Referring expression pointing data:

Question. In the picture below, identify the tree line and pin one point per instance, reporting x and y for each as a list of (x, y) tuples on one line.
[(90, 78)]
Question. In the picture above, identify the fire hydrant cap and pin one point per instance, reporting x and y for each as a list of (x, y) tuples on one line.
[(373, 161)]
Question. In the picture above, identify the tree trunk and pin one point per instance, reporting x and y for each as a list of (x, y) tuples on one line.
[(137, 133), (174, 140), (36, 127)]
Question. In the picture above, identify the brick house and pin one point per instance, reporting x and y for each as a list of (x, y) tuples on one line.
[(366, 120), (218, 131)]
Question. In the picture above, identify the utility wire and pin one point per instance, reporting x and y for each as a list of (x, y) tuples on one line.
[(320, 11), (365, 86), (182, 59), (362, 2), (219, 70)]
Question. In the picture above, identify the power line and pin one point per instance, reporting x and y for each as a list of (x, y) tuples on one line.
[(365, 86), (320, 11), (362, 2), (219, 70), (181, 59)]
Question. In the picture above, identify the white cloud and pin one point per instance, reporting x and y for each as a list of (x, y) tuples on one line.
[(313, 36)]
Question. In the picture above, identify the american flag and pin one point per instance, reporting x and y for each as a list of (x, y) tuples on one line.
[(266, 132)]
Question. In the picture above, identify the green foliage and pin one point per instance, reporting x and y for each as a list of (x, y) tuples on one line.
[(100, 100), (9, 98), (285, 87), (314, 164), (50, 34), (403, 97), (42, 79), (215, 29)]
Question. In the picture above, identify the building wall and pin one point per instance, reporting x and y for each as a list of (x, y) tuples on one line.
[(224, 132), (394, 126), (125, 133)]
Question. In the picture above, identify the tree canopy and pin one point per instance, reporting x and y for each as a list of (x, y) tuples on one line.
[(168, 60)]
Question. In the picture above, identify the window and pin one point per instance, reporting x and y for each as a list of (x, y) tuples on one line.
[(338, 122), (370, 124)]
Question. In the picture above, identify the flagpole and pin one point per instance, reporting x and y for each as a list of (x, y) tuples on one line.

▶ [REQUIRED ACTION]: Lines before the one containing "Question. In the picture above, identify the building" are left out. Repeat that line and all lines after it in the records above exactly.

▶ [FINAL ANSWER]:
Question. In the picture above, identify the building wall and pin one point per instance, reporting x and y for each as a list of (x, y) tuples on one line.
[(224, 132), (394, 126), (125, 133)]
Question. In the picture above, identify the tree canopy and pin one point per instance, reporting x and y for each as a list of (x, y) tuples on one line.
[(168, 60)]
Question. In the picture above, identify the window and pin one point per instance, reporting x and y for each as a list of (x, y) tuples on one line.
[(338, 122), (370, 124)]
Question. In the picture above, identify the flagpole and pin one point per instance, reporting x and y for each as a list of (x, y) tuples on one line.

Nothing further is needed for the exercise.